◆ What you have to do
The required output is every line from the one with "Study the picture above. For each instance of the ear" through the final line of the data below, unchanged.

(Natural language region descriptions)
-*-

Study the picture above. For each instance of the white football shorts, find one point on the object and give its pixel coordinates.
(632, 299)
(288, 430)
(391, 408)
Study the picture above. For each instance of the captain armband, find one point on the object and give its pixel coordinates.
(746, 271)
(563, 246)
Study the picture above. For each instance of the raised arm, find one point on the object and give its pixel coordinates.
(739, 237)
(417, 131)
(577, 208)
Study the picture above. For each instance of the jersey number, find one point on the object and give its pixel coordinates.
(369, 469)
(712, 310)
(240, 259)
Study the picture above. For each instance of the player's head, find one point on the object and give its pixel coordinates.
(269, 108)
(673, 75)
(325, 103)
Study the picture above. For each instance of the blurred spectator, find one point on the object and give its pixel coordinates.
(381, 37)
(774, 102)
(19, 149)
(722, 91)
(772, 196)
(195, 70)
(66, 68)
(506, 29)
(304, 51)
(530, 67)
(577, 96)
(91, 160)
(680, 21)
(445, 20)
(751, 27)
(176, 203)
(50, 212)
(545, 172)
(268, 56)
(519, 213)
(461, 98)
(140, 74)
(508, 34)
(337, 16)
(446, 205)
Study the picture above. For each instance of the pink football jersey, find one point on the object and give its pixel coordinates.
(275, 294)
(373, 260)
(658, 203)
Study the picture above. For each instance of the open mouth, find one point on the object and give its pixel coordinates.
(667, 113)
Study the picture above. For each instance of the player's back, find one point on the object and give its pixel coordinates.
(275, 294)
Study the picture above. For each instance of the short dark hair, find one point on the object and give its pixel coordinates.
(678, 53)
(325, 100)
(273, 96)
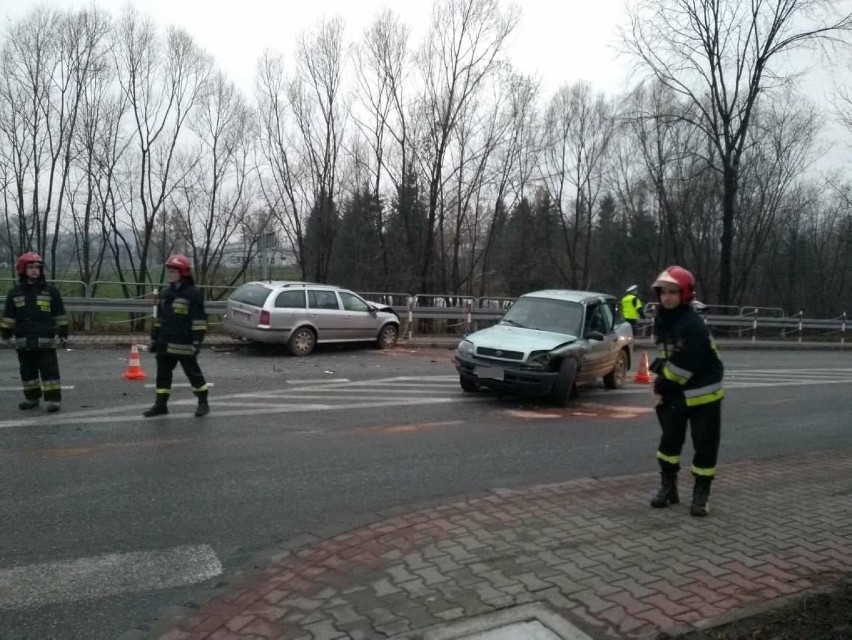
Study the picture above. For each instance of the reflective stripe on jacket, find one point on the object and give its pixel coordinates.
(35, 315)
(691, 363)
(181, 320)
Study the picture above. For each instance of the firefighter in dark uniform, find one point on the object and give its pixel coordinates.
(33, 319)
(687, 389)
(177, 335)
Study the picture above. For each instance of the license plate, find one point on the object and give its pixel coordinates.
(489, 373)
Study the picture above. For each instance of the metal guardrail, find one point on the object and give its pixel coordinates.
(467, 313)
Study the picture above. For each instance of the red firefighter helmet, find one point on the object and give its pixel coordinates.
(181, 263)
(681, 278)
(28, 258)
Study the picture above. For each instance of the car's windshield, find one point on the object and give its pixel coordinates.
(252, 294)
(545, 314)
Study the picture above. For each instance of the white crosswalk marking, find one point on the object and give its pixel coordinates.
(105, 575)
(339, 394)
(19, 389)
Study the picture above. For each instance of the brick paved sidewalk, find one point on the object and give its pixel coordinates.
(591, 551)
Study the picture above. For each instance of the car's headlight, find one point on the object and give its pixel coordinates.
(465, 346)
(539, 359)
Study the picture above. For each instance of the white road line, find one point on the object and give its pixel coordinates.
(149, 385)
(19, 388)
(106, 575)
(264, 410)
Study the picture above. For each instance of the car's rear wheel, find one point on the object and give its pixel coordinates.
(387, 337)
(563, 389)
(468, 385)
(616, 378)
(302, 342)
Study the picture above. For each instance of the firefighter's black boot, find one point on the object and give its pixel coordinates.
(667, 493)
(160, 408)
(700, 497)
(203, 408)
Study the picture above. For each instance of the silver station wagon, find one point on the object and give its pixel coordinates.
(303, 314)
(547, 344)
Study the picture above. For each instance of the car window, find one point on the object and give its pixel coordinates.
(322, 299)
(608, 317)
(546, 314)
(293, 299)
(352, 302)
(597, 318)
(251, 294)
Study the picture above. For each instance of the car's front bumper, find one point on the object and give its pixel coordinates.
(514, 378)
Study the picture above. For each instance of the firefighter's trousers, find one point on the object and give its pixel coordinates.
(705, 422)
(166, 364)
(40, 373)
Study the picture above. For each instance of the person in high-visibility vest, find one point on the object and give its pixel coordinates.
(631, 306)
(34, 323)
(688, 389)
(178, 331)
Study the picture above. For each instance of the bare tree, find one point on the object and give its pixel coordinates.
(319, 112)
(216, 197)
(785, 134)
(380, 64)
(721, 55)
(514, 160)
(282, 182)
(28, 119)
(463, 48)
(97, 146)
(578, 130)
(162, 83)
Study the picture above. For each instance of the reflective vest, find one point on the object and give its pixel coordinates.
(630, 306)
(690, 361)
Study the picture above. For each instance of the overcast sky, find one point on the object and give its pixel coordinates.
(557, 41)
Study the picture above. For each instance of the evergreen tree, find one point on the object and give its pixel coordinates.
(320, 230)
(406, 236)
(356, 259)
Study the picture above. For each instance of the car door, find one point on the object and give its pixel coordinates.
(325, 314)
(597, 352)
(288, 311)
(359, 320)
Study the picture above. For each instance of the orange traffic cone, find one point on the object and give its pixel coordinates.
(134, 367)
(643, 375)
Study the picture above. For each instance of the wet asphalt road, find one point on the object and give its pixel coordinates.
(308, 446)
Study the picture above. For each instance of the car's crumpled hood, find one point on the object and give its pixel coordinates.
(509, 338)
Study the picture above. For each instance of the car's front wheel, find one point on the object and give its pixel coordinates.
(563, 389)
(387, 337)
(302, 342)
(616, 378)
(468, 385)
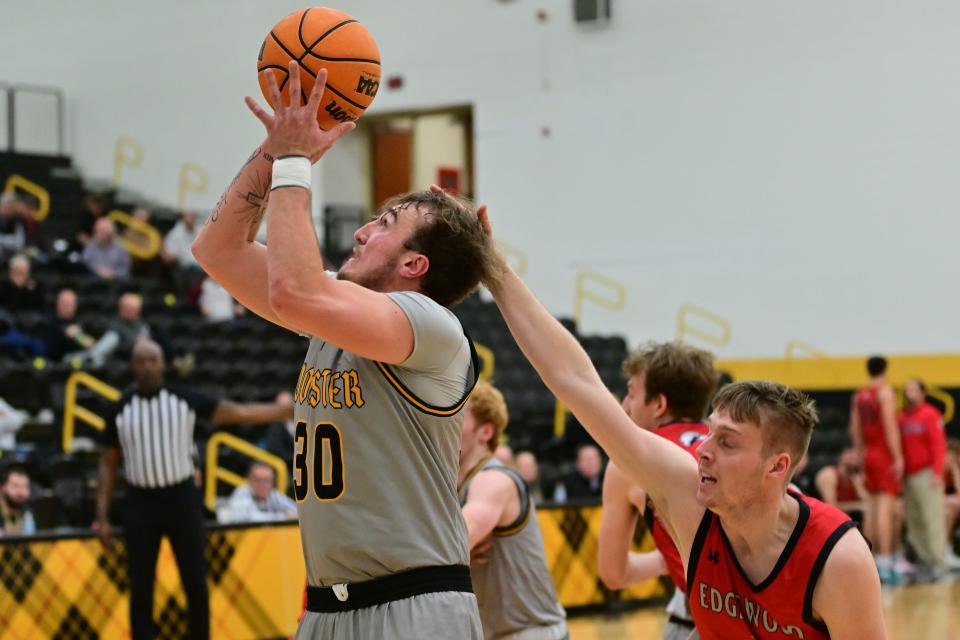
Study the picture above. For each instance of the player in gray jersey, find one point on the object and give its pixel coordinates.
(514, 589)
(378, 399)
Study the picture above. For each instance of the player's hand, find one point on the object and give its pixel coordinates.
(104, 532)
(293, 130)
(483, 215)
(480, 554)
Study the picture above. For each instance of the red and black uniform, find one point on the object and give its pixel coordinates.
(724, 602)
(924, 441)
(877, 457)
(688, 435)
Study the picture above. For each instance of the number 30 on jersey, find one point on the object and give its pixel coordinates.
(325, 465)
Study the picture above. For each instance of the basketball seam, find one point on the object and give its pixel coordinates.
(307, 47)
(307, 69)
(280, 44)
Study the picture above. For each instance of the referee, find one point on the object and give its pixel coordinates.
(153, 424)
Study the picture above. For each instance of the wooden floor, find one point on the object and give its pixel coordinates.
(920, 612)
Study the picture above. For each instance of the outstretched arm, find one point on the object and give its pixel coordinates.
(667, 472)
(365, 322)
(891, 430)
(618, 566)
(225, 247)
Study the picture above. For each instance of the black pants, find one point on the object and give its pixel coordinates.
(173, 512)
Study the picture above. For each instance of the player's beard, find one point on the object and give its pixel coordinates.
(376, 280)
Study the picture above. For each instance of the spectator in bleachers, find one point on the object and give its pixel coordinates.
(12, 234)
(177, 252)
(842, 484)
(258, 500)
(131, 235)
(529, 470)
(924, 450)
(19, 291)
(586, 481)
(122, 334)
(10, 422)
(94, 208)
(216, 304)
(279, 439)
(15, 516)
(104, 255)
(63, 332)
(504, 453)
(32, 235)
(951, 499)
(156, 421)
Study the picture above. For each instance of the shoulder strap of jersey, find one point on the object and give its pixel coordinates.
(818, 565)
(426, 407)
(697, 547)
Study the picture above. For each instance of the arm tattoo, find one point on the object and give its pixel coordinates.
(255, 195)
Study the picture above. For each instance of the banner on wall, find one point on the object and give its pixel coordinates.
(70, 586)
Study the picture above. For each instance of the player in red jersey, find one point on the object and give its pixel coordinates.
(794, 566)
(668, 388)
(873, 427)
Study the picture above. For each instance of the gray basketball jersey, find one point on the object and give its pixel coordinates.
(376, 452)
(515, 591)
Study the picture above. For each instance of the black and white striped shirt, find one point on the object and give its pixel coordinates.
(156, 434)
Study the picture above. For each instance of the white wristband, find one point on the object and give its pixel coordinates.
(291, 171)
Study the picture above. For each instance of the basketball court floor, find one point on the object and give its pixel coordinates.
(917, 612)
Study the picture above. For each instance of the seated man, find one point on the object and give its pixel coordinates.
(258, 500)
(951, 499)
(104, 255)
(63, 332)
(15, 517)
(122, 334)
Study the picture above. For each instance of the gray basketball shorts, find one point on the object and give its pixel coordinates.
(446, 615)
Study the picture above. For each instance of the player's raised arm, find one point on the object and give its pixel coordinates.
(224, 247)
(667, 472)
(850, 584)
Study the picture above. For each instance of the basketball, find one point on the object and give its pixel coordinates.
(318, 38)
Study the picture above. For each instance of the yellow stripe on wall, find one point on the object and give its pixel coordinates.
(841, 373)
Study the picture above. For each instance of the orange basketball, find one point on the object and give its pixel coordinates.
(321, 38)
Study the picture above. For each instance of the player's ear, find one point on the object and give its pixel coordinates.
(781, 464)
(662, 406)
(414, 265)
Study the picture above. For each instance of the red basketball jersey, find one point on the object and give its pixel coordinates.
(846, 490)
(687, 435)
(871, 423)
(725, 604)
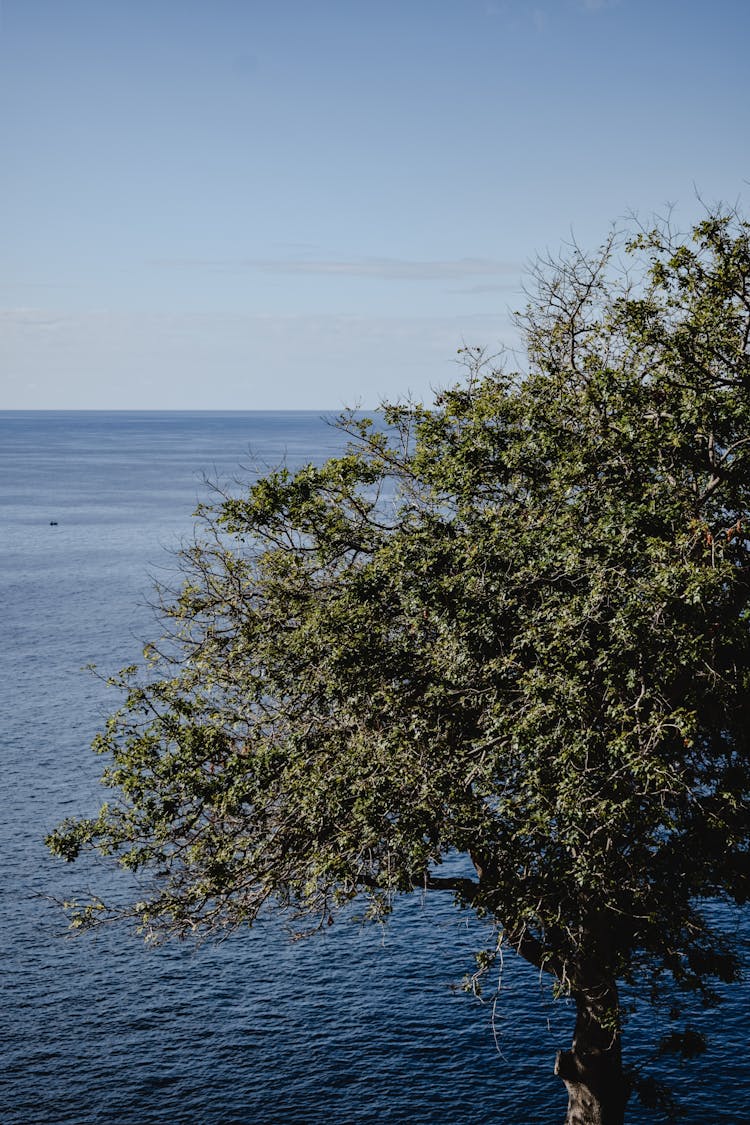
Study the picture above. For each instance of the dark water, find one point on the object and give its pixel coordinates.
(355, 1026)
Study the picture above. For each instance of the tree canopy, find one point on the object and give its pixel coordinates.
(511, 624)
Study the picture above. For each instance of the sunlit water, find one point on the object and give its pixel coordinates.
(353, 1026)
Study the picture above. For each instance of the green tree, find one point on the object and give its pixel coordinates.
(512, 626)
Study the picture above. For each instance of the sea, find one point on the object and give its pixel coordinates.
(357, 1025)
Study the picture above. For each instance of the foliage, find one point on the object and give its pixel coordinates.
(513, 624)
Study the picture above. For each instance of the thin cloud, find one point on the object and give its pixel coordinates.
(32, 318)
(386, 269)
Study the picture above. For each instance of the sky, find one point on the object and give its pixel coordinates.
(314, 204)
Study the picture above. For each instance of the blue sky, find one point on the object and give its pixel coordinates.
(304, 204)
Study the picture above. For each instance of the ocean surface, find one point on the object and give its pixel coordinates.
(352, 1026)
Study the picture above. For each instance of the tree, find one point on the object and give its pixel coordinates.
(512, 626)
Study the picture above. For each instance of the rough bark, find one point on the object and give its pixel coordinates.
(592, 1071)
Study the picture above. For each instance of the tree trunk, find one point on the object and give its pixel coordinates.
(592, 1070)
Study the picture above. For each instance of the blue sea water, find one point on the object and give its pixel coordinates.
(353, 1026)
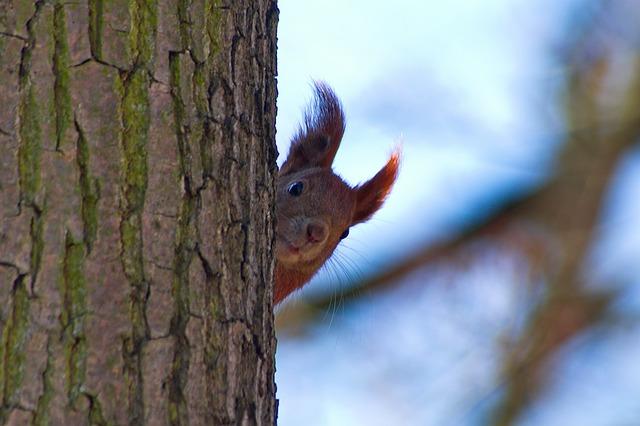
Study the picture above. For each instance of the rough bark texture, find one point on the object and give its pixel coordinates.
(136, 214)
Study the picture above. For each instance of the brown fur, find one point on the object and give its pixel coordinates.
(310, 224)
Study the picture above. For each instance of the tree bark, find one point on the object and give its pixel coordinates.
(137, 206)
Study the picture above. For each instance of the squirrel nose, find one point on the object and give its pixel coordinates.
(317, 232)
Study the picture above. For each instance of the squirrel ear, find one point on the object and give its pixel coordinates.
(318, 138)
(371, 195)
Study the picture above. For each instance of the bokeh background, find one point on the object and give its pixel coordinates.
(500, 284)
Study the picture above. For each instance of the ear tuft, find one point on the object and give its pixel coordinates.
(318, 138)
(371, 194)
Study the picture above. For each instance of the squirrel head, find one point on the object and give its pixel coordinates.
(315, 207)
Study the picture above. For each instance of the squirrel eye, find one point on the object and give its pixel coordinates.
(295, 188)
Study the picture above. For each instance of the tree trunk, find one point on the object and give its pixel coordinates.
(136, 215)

-*-

◆ Exercise response
Study the picture above. For each instance of the ear tuft, find one point on the object and give its pixel coordinates.
(318, 138)
(371, 194)
Study the picture above. For each instance of the squirrel head, find one point on the object and give its pixel coordinates.
(315, 207)
Study the picture above. For each instance of the squirrel eye, find one point on the object and give its pixel coordinates.
(295, 188)
Study the picture above. For each instance of the tree trunk, find one point on the object and give its pixel coordinates.
(136, 215)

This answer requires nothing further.